### LISTA DE TAREFAS
• a. Transcreva o trecho sobre a retificação de nome entre "Após a retificação, é" e "pedidos em cartório.", inclusive.
• b. Segundo o trecho sobre a retificação de nome, quem deve solicitar a segunda via dos documentos após a retificação?
··· TRECHO DO TEXTO ···
Após a retificação, é preciso atualizar os demais documentos. Os cartórios comunicam a mudança aos órgãos competentes, mas a segunda via dos documentos deve ser solicitada pelo cidadão diretamente aos entes responsáveis. Retificar o nome em documentos, como RG e CPF, não altera o número dos registros.

Para pedidos em cartório, não é preciso

• Apresentar laudo médico ou  psicológico;

• Comprovar realização de cirurgia de redesignação sexual e/ou tratamento hormonal;

• Comprovar que o nome não está inscrito nos órgãos de proteção ao crédito;

• Advogado ou defensor público para pedidos em cartório.

Documentos necessários

• Certidão de nascimento;

• Certidão de casamento, se for o caso;

• Cópias: RG; identificação civil nacional (ICN), se for o caso; passaporte brasileiro, se for o caso; CPF; título de eleitor; e carteira de identidade social, se for o caso;

• Comprovante de endereço;

• Certidões do distribuidor criminal e cível e de execução criminal do local de residência dos últimos cinco anos (estadual/federal);

• Certidão dos tabelionatos de protestos do local de residência dos últimos cinco anos;

• Certidão da Justiça Eleitoral do local de residência dos últimos cinco anos;

• Certidão da Justiça do Trabalho do local de residência dos últimos cinco anos;

• Certidão da Justiça Militar, se for o caso.
··· LISTAGEM DE DADOS ···
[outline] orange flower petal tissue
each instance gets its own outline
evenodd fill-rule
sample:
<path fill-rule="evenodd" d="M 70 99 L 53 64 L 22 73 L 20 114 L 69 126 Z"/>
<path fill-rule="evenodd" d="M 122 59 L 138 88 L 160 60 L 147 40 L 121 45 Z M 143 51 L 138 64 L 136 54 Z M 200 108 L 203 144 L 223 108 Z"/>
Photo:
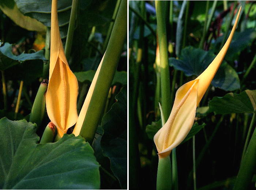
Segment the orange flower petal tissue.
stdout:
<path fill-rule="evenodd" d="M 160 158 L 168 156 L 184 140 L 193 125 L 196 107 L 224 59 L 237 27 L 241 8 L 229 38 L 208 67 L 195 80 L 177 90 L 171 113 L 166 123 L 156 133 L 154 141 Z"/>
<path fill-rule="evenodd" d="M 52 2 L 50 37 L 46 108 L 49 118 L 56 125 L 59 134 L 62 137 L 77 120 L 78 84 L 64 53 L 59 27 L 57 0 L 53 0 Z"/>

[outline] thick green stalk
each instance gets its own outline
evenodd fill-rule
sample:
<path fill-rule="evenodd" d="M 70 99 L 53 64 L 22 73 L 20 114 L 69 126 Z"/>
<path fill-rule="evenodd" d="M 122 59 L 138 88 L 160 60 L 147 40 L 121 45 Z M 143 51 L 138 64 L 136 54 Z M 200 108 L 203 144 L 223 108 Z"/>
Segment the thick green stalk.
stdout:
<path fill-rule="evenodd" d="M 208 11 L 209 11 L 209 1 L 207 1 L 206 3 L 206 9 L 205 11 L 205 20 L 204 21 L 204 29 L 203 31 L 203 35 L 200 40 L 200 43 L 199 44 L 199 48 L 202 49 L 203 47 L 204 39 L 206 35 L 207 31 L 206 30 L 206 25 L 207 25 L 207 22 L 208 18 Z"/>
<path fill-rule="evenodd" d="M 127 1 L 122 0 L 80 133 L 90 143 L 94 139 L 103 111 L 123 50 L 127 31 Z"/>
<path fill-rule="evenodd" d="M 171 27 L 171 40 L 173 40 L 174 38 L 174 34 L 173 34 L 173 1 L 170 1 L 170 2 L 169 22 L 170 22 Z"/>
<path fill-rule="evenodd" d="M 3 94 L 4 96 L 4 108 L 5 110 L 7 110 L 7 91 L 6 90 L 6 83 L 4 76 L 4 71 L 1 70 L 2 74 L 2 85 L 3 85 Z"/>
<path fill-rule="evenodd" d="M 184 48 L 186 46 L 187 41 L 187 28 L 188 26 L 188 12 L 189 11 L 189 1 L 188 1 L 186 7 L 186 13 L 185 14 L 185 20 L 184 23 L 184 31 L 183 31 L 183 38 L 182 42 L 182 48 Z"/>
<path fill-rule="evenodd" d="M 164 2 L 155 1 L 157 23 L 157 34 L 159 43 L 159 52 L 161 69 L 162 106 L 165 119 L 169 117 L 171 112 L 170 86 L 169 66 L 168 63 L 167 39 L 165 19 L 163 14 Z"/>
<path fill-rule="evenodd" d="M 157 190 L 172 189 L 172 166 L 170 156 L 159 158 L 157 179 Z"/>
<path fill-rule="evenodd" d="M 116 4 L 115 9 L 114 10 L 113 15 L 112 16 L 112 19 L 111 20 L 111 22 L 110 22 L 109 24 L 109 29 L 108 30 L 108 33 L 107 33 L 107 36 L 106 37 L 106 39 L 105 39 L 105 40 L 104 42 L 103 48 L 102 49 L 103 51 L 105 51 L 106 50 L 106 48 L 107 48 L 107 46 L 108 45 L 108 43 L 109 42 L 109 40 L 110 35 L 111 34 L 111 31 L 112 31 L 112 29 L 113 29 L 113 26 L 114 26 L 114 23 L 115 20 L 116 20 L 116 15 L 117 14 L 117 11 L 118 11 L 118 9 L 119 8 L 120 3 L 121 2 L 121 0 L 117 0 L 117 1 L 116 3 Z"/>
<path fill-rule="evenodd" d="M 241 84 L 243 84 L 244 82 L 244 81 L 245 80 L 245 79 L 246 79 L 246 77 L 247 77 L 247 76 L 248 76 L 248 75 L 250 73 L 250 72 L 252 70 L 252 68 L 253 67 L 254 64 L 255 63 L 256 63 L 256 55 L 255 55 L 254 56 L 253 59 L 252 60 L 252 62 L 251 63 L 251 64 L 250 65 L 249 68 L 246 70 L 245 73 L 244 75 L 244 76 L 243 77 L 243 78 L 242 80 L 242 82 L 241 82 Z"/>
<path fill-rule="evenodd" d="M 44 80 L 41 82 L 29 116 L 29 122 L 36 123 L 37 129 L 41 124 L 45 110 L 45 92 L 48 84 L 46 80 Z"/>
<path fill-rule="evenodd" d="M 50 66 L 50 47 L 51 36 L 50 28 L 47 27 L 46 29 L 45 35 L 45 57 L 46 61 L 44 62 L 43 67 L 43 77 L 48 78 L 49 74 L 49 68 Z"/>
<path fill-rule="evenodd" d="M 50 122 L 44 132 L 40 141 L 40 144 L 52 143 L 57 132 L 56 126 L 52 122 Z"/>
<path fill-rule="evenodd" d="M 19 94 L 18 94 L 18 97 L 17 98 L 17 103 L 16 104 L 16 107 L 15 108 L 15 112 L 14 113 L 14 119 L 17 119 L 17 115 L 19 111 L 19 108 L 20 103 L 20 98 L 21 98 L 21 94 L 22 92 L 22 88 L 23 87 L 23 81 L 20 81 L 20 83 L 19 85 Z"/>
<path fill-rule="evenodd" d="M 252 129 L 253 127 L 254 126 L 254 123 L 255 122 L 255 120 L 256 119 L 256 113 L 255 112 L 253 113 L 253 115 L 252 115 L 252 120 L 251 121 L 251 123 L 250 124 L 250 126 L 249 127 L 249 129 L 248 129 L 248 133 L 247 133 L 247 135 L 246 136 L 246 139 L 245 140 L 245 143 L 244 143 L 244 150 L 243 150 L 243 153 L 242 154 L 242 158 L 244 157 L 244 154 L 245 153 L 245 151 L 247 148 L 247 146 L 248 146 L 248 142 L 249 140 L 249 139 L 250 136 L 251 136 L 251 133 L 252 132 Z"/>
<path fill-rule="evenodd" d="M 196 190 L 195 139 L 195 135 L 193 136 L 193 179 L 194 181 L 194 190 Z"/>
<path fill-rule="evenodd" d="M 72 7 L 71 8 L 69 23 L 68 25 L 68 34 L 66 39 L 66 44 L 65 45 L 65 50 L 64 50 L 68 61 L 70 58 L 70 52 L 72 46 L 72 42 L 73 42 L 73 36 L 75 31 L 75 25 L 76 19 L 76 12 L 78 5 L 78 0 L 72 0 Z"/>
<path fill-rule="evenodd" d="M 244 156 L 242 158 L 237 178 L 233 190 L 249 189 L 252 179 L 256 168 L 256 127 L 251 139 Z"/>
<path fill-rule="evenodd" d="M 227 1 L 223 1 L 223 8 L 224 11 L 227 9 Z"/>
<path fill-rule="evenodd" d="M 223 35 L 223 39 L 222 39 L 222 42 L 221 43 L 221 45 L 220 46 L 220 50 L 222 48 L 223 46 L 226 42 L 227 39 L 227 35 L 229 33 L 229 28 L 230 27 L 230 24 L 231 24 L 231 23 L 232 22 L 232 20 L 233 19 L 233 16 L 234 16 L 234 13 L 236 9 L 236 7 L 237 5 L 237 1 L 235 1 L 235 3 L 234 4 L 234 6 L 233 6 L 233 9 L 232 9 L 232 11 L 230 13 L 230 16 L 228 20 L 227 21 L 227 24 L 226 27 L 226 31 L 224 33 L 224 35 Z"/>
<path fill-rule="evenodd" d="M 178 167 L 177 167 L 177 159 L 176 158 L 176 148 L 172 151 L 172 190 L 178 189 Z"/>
···
### SOLUÇÕES
• a.
Após a retificação, é preciso atualizar os demais documentos. Os cartórios comunicam a mudança aos órgãos competentes, mas a segunda via dos documentos deve ser solicitada pelo cidadão diretamente aos entes responsáveis. Retificar o nome em documentos, como RG e CPF, não altera o número dos registros.

Para pedidos em cartório, não é preciso

• Apresentar laudo médico ou  psicológico;

• Comprovar realização de cirurgia de redesignação sexual e/ou tratamento hormonal;

• Comprovar que o nome não está inscrito nos órgãos de proteção ao crédito;

• Advogado ou defensor público para pedidos em cartório.

• b. O próprio cidadão, diretamente aos entes responsáveis.